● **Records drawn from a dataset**
+--

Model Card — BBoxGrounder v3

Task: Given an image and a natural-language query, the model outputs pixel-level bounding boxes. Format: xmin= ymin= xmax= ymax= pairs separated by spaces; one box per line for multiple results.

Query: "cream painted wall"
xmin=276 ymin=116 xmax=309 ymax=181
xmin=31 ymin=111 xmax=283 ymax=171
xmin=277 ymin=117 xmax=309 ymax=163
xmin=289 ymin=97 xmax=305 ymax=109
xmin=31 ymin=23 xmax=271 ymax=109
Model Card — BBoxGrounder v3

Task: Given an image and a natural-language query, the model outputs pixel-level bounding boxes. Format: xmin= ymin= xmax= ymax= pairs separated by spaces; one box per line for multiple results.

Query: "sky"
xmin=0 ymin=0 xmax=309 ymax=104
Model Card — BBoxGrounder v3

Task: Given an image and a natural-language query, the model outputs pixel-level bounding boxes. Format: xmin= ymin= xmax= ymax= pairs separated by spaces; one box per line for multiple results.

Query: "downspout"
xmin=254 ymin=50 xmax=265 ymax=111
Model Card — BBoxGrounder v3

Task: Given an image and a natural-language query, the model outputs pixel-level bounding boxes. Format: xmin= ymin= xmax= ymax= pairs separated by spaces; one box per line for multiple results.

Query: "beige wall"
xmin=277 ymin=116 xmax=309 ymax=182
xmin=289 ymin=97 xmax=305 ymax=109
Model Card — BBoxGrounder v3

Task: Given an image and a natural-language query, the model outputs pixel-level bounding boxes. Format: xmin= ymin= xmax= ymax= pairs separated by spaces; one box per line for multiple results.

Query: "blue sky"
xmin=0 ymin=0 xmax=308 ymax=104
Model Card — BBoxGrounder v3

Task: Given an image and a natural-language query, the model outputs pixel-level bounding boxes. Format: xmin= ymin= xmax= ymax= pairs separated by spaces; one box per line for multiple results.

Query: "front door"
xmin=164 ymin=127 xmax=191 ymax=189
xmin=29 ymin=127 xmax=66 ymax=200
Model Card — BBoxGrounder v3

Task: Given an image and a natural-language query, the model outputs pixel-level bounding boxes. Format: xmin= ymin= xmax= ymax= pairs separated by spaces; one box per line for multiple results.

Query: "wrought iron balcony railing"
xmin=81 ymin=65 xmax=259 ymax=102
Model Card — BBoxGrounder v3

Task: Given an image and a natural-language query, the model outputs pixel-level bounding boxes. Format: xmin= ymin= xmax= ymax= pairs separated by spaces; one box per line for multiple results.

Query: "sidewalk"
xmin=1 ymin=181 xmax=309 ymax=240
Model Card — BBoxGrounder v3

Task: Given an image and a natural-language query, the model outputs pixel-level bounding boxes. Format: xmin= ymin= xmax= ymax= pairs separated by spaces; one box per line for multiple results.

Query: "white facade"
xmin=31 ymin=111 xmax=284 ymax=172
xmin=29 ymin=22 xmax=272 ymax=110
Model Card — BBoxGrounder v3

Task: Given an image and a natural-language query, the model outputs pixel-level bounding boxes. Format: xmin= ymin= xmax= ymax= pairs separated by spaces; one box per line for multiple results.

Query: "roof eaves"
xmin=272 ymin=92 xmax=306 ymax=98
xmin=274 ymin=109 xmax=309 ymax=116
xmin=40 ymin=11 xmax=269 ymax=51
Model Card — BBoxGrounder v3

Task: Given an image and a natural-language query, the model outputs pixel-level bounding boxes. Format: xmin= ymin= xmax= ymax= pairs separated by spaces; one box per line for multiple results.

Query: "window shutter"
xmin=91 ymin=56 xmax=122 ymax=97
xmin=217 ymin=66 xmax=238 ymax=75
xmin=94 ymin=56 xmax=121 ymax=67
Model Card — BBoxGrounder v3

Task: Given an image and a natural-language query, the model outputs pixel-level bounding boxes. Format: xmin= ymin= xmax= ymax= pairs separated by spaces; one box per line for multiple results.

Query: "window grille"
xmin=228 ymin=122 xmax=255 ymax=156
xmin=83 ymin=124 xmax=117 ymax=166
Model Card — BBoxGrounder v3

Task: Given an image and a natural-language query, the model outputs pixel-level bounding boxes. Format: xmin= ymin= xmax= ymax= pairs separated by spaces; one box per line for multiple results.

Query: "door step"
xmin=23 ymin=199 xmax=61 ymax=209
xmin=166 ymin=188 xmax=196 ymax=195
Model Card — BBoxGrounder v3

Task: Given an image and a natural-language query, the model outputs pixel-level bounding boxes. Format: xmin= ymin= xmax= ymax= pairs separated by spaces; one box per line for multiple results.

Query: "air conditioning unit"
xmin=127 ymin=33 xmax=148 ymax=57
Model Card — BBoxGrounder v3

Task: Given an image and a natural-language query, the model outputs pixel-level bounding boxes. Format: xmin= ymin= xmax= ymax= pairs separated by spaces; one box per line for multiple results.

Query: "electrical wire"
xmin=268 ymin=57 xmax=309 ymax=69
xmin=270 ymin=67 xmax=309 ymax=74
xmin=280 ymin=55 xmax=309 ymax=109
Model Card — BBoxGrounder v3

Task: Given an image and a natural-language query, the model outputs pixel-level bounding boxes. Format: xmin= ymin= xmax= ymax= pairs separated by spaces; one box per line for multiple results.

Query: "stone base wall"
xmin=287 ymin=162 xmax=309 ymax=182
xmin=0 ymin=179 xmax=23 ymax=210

+--

● **Task**
All of the entries above must be transcribed exactly.

● **Output of the exercise**
Model Card — BBoxGrounder v3

Task: Given an image and a natural-language query, the model outputs pixel-level bounding boxes. Format: xmin= ymin= xmax= ymax= pairs separated by spaces; one box per line for multiple results.

Query: "cream painted wall"
xmin=276 ymin=116 xmax=309 ymax=181
xmin=31 ymin=111 xmax=283 ymax=171
xmin=277 ymin=117 xmax=309 ymax=163
xmin=289 ymin=97 xmax=305 ymax=109
xmin=31 ymin=23 xmax=271 ymax=109
Model Card — BBoxGrounder v3

Task: Given an image and a natural-language query, the model outputs pixel-level bounding boxes. Format: xmin= ymin= xmax= ymax= pairs separated by spaces; one box per line for multiple results.

Query: "sky"
xmin=0 ymin=0 xmax=309 ymax=104
Model Card — BBoxGrounder v3

Task: Given an image and a natural-language query, the model outputs pixel-level bounding boxes. Format: xmin= ymin= xmax= ymax= pairs separated by spaces; one box per line for multiple results.

Query: "downspout"
xmin=254 ymin=50 xmax=265 ymax=111
Model Card — BBoxGrounder v3

Task: Given an image and a natural-language query, the model outputs pixel-level bounding boxes. Format: xmin= ymin= xmax= ymax= pairs separated by spaces; one box per line for multiple results.

Query: "beige wall"
xmin=277 ymin=116 xmax=309 ymax=182
xmin=289 ymin=97 xmax=305 ymax=109
Model Card — BBoxGrounder v3

Task: Given an image and a natural-language query, the model outputs pixel-level bounding boxes. Format: xmin= ymin= xmax= ymax= pairs separated by spaces; one box per line for multiple results.

Query: "blue sky"
xmin=0 ymin=0 xmax=308 ymax=104
Model Card — BBoxGrounder v3

Task: Given an image and a natural-language query, the model outputs pixel-level bounding boxes. Format: xmin= ymin= xmax= ymax= pairs separated by spaces; one box per line for multiple results.

Query: "front door"
xmin=164 ymin=127 xmax=191 ymax=189
xmin=29 ymin=127 xmax=66 ymax=200
Model Card — BBoxGrounder v3

Task: Given an image and a natural-language query, the model outputs pixel-level bounding boxes. Format: xmin= ymin= xmax= ymax= pairs separated by spaces; one box per line for multiple results.

Query: "wrought iron balcony railing"
xmin=81 ymin=65 xmax=259 ymax=102
Model Card — BBoxGrounder v3

Task: Given an image and a natural-language query, the model outputs pixel-level bounding boxes. Format: xmin= ymin= xmax= ymax= pairs separated by spaces; one box per line for multiple results.

Query: "sidewalk"
xmin=1 ymin=181 xmax=309 ymax=240
Model Card — BBoxGrounder v3

Task: Given an image and a natural-language query, the model outputs pixel-level bounding boxes. Format: xmin= ymin= xmax= ymax= pairs separated by spaces; one box per line for multiple results.

Query: "white facade"
xmin=31 ymin=111 xmax=284 ymax=172
xmin=29 ymin=22 xmax=272 ymax=110
Model Card — BBoxGrounder v3

Task: Given an image and a natural-language query, the model outputs pixel-level bounding boxes. Format: xmin= ymin= xmax= ymax= pairs separated by spaces; one box per line for multiple results.

Query: "roof eaves"
xmin=272 ymin=92 xmax=306 ymax=98
xmin=274 ymin=109 xmax=309 ymax=116
xmin=40 ymin=11 xmax=269 ymax=51
Model Card — BBoxGrounder v3

Task: Given an image and a natural-language query, the model outputs pixel-level bounding boxes. Format: xmin= ymin= xmax= ymax= pairs separated by spaces; one box per line for multiple results.

Query: "window shutter"
xmin=91 ymin=56 xmax=122 ymax=97
xmin=217 ymin=66 xmax=238 ymax=75
xmin=94 ymin=56 xmax=121 ymax=67
Model Card — BBoxGrounder v3

Task: Given an image and a natural-language query, the model outputs pixel-level bounding boxes. Format: xmin= ymin= xmax= ymax= pairs separated by spaces; one box per line for multiple results.

Query: "window grille"
xmin=228 ymin=122 xmax=255 ymax=156
xmin=83 ymin=124 xmax=117 ymax=166
Model Card — BBoxGrounder v3

Task: Given an image and a natural-language query, the model outputs pixel-level bounding boxes. Format: xmin= ymin= xmax= ymax= pairs separated by spaces; one box per line for multiple results.

Query: "door step"
xmin=23 ymin=199 xmax=61 ymax=209
xmin=166 ymin=188 xmax=196 ymax=195
Model Card — BBoxGrounder v3

Task: Given an image and a natural-language query, the model outputs pixel-level bounding boxes. Format: xmin= ymin= xmax= ymax= pairs separated by spaces; one box per line for multiple results.

Query: "air conditioning unit"
xmin=127 ymin=33 xmax=148 ymax=57
Model Card — BBoxGrounder v3

Task: Given an image and a natural-language query, the model outputs pixel-level bounding boxes. Format: xmin= ymin= xmax= ymax= pairs separated by spaces; one box per line for multiple results.

Query: "electrical wire"
xmin=268 ymin=57 xmax=309 ymax=69
xmin=270 ymin=67 xmax=309 ymax=74
xmin=280 ymin=55 xmax=309 ymax=109
Model Card — BBoxGrounder v3

Task: Given an image and a natural-language query, the model outputs pixel-level bounding boxes. Format: xmin= ymin= xmax= ymax= pairs separated by spaces; one box per line for multiple results.

Query: "stone base wall"
xmin=287 ymin=162 xmax=309 ymax=182
xmin=0 ymin=179 xmax=23 ymax=210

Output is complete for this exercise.